*** Block opens ***
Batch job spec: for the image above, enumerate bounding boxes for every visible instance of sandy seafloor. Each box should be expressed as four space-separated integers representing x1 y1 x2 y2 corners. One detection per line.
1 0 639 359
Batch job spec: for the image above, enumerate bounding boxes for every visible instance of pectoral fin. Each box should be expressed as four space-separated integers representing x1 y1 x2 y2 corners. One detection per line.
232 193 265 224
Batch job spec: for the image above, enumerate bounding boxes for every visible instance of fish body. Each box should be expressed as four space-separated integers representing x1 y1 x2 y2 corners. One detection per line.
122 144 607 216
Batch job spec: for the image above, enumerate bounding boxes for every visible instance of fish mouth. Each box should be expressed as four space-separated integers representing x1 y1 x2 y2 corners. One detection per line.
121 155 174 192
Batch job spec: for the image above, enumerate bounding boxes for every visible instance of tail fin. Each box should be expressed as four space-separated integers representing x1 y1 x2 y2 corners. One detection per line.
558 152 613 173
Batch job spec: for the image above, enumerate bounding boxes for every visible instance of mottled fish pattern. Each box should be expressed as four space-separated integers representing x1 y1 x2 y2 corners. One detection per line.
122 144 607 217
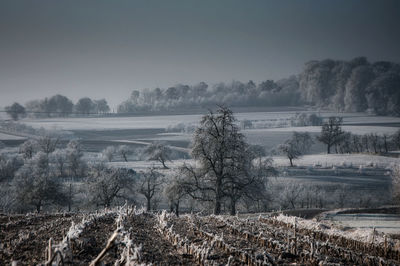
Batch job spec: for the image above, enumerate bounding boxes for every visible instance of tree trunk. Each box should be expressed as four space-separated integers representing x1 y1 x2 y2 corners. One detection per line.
*** Block closes ***
| WHAT IS REQUIRED |
Print the material again word for word. Please drop every picture.

| RESPONSE TO THIS EXERCISE |
Batch job spec: for the image above, enumerate bounding boxes for every visible instance of sandy seafloor. Each box should be expressed as four space-separated integers representing x1 y1 x2 y2 corners. One detection per line.
1 0 639 359
Batch job spec: for the image above, enumerate bounding boxes for every visible instance of pectoral fin. Each box should be expressed as four space-separated integers representing x1 y1 x2 y2 corners. One detection per line.
232 193 265 224
Batch job spec: for the image above, enumerate bounding boxes for every visible instance of fish body. Each box should be expressed as four space-separated integers representing x1 y1 x2 y2 corners. One detection per line.
122 144 607 216
Batch job spec: for the image above, enumerate bounding boxes for every visible instance of fish mouth. Each box should be expressed as four space-separated integers representing x1 y1 x2 y2 corners. One detection per line.
121 155 174 192
Batch job spec: for the image above, enumerate bounding boxes for every visible instance of tail fin. Each box should be expressed as four space-separated integers representing x1 y1 x2 y2 corners. One detection per line.
558 152 613 173
Batch job spec: for the image above, enumerate bounding boxes for every visible instance of mottled fish pattern. Each box should be expressed as four space-separated integers representing x1 y1 x2 y2 corners. One detection per line.
122 144 607 217
Batch job spec: for the image above, enumerate bounding boxes for every visible instance of tree trunk. Each box should be expressed as four space-separated integers representing x1 y1 x2 y2 corners. One detection per line.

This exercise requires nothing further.